GOAL: Please output the records below in full, exactly as given, but without the images.

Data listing
────────────────────────────────────────
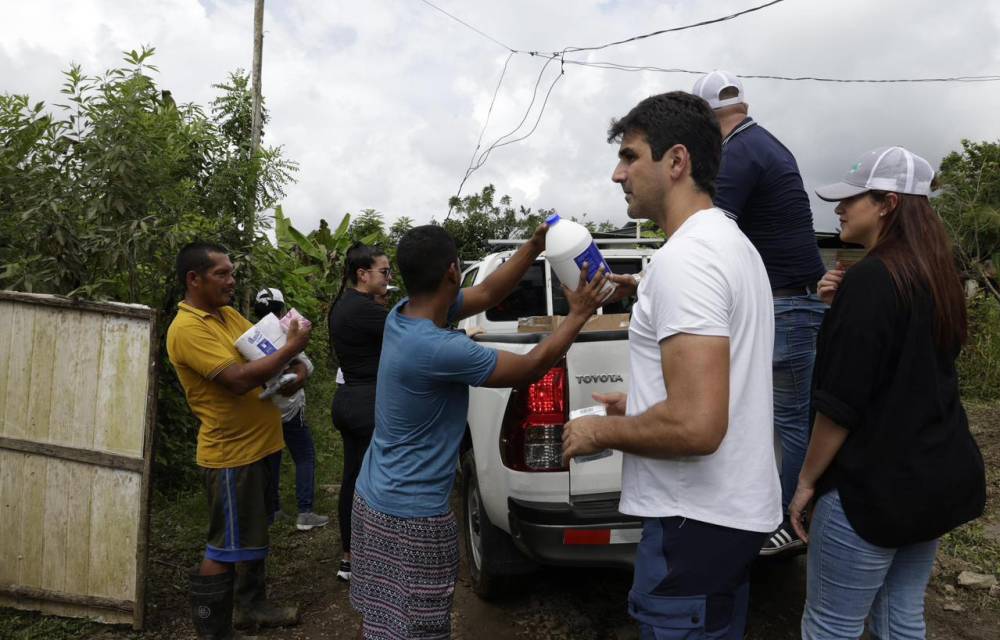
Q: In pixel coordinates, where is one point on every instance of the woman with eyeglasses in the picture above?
(891, 463)
(356, 322)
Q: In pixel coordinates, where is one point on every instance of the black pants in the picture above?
(353, 414)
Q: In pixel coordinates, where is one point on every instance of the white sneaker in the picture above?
(309, 520)
(344, 572)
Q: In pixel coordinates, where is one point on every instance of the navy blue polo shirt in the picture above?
(760, 187)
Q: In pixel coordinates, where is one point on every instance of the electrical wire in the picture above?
(675, 29)
(502, 140)
(482, 132)
(463, 22)
(761, 76)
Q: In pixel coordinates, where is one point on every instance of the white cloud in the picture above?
(382, 102)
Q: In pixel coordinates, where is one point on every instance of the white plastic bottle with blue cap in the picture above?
(567, 246)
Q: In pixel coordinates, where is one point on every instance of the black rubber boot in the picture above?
(212, 605)
(253, 609)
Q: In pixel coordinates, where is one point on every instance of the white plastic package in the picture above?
(263, 339)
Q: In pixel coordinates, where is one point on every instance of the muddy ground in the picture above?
(579, 604)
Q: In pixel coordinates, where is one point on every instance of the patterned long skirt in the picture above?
(403, 573)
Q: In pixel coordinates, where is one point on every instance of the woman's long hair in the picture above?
(359, 256)
(915, 248)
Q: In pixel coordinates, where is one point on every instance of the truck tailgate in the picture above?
(596, 366)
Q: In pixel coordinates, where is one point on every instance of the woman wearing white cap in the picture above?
(891, 462)
(298, 437)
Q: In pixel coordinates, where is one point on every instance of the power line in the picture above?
(762, 76)
(463, 22)
(502, 140)
(469, 170)
(675, 29)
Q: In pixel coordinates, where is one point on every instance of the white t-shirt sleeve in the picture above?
(690, 294)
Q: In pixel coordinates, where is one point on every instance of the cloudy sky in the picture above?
(382, 101)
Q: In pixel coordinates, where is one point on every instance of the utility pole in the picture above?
(255, 127)
(258, 49)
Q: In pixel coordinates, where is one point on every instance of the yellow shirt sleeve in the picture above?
(199, 349)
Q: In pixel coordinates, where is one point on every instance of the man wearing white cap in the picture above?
(760, 187)
(298, 438)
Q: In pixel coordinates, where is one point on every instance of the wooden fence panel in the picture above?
(77, 409)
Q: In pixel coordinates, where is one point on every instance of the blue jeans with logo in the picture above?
(796, 325)
(692, 579)
(299, 441)
(850, 579)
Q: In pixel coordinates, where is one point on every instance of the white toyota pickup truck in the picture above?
(521, 506)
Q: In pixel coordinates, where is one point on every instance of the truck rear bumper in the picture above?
(585, 533)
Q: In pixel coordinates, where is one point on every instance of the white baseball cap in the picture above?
(710, 85)
(266, 295)
(884, 169)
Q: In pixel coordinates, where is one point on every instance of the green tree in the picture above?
(98, 195)
(969, 204)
────────────────────────────────────────
TASK RESPONSE:
Q: In pixel coordinates, where is one point on every instance of the woman with eyeglasses in the picture above?
(891, 463)
(356, 322)
Q: In pixel coordinates, where is one point on every instance of the black pants in the picture above?
(353, 414)
Q: In pixel coordinates, where is one point on every instance of the white sneaker in the picture above?
(309, 520)
(344, 572)
Q: In pixel coordinates, where is one point on every instance of the navy blue polo shirt in the picture above?
(760, 187)
Q: In pixel coordinates, where is one point on every instance of the electrical wire in the picture above?
(675, 29)
(502, 140)
(482, 132)
(463, 22)
(761, 76)
Q: In pixel coordinates, where is one point on every instance of the white cloud in the picture above?
(382, 102)
Q: In pixel coordinates, where is one point on every instance of the white plastic bottle with blue cap in the picture above?
(567, 246)
Q: In pixel coordinates, where is one point on every instance of the black rubber boot in the picture above?
(212, 605)
(253, 609)
Q: In pixel coordinates, where is one point on every instance of the white plastic package in the picture above?
(263, 339)
Q: In pixel coordinates, where is one point on every instance of the muddy ground in the picture above?
(579, 604)
Q: In pixel coordinates, where is one point on every instance of the patterned long skirt in the picture above?
(403, 573)
Q: In pixel coordinates, where is one point on every instance of the woman's long hair in the picture above?
(359, 256)
(915, 248)
Q: In pixel coordinates, where is one point on every instance of the truck tailgate in the picture above?
(596, 366)
Q: In pixel coordinates, where is one point on every instance of the woman wearing white cap in the picture above?
(891, 462)
(298, 437)
Q: In pixel coordinates, where is one point on every instance of the power line in the picture above?
(762, 76)
(463, 22)
(502, 140)
(469, 170)
(675, 29)
Q: In pixel coordinates, where is one point on every instance of the white t-shirt sleeve in the picture above?
(690, 294)
Q: In pixel coordinates, where is one point on every instance of the cloudy sky in the picture above?
(382, 101)
Q: In pixel coordinates, where is one point on every instance of the utility pole in the picture above?
(255, 127)
(258, 49)
Q: In pixel coordinates, where is one point on every instance of the yellow shirt sleeve in the picture above?
(199, 349)
Q: In pixel coordinates, where is one point on every instance of the man wearing white cap in the picture above?
(760, 187)
(298, 438)
Q: In pixel coordinates, where is one point on every instance of the wooden fence panel in the picture above?
(77, 409)
Q: In pixel coordinates, where is one point on every instance of the blue jeans with logo in the picture above?
(796, 325)
(692, 579)
(299, 441)
(850, 579)
Q: In pixel coordinates, where is one point on every instance of the white toyota pickup truck in the picture above?
(521, 506)
Q: In pixel coordinates, where is one point on every instance of the truck rear bumper in the picture above?
(585, 533)
Q: In pixel coordinates, where is one point on every instance of the white baseball cap in the picture above?
(710, 85)
(266, 295)
(884, 169)
Q: In pixel coordinates, where is one point on every instance of the green tree in the picture above?
(98, 195)
(969, 204)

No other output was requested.